* GIVEN TEXT
2.7.10 PSTN and Internet Internetworking (pint)

NOTE: This charter is a snapshot of the 42nd IETF Meeting in Chicago, Illinois. It may now be out-of-date. Last Modified: 31-Jul-98


Steve Bellovin <smb@research.att.com>
Igor Faynberg <igor.faynberg@lucent.com>

Transport Area Director(s):

Scott Bradner <sob@harvard.edu>
Vern Paxson <vern@ee.lbl.gov>

Transport Area Advisor:

Scott Bradner <sob@harvard.edu>

Mailing Lists:

General Discussion:pint@lists.research.bell-labs.com
To Subscribe: pint-request@lists.research.bell-labs.com
In Body: subscribe your-email-addres
Archive: http://www.bell-labs.com/mailing-lists/pint/

Description of Working Group:

The PSTN/Internet Interfaces (PINT) WG addresses connection arrangements through which Internet applications can request and enrich PSTN (Public Switched Telephone Network) telephony services. An example of such services is a Web-based Yellow Pages service with the ability to initiate PSTN calls between customers and suppliers.

This working group has six main objectives:

* Study architecture and protocols needed to support services in which a user of the Internet requests initiation of a telephone (i.e., PSTN- carried) call to a PSTN terminal (i.e., telephone, FAX machine). The protocols are not to support any form of third-party call control or, for that matter, any type of call control; their role is rather to securely carry call requests to the PSTN. Specific services to be considered initially are Click-to-Dial, Click-to-Fax, Click-to-Fax-Back, and Web access to voice content delivered over the PSTN.

* Produce an informational RFC that describes current practices for supporting the services in question.

* Based on the existing practice and agreed on improvements, develop a standards track RFC that specifies a Service Support Transfer Protocol (SSTP) between Internet applications or servers and PSTN Intelligent Network Service Nodes (or any other node that implement the Service Control Function). SSTP is an application-specific transport protocol operating over TCP.

* Consider security issues relating to prividing functions of this type. In particular understand any threats posed by this technology and resolve them, and any other security issues in the proposed standard.

* Based on the existing practice and agreed on improvements, develop a standards track RFC for a relevant MIB (SSTP MIB) to support the service management protocol between Internet applications and the PSTN Service Management System. The SSTP MIB is to conform to SNMP standards.

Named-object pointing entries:

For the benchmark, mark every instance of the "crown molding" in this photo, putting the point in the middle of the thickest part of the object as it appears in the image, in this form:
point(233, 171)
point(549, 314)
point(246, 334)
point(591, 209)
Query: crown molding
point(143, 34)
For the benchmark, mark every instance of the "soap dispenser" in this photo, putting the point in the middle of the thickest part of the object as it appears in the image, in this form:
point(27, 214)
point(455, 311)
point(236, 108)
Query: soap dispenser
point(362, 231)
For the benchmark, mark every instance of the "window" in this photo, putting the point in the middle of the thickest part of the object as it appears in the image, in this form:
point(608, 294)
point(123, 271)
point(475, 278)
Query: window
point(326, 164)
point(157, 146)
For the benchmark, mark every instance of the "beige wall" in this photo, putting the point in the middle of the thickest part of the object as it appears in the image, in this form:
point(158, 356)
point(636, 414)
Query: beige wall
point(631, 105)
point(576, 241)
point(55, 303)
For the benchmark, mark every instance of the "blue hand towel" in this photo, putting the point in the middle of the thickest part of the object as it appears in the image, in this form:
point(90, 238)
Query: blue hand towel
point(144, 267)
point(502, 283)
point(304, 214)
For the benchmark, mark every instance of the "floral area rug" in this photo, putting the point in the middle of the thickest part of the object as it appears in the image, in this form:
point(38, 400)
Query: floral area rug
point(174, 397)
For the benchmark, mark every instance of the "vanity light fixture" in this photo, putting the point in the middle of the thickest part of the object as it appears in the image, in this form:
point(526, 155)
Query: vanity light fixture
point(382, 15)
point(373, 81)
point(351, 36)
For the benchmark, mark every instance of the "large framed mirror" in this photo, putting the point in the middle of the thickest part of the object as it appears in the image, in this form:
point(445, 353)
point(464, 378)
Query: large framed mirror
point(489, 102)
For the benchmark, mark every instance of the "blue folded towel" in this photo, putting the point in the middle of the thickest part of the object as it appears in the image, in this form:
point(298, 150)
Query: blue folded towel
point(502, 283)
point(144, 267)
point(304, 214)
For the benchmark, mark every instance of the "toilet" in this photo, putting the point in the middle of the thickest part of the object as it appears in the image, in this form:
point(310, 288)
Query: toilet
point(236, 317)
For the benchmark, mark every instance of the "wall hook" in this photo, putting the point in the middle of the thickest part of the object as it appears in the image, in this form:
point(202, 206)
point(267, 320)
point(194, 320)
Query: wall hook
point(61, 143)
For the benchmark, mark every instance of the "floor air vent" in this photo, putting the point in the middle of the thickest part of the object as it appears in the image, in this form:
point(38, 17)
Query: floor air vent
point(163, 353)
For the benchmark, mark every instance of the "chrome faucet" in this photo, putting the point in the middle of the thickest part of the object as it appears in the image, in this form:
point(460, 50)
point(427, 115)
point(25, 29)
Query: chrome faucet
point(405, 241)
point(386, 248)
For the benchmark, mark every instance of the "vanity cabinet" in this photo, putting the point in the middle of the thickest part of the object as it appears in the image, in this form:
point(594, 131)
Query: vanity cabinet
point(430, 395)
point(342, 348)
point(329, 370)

* TASKS FOR THIS EXERCISE
a) In the pint charter, explain why the protocols studied under the first objective exclude third-party call control and all other forms of call control.
b) From the pint charter, transcribe the passage that begins at the words "This working group" and stops after "over the PSTN.".
c) Answer these questions from the pint charter:
(i) Which IETF meeting is the charter a snapshot of?
(ii) Over which protocol does SSTP operate?
(iii) To which standards is the SSTP MIB to conform?

* OUTPUTS IN ORDER
a) The charter says the protocols' role is not call control at all. Their role is to securely carry call requests to the PSTN.

b)
This working group has six main objectives:

* Study architecture and protocols needed to support services in which a user of the Internet requests initiation of a telephone (i.e., PSTN- carried) call to a PSTN terminal (i.e., telephone, FAX machine). The protocols are not to support any form of third-party call control or, for that matter, any type of call control; their role is rather to securely carry call requests to the PSTN. Specific services to be considered initially are Click-to-Dial, Click-to-Fax, Click-to-Fax-Back, and Web access to voice content delivered over the PSTN.

c)
(i) The 42nd IETF Meeting in Chicago, Illinois.
(ii) TCP.
(iii) SNMP standards.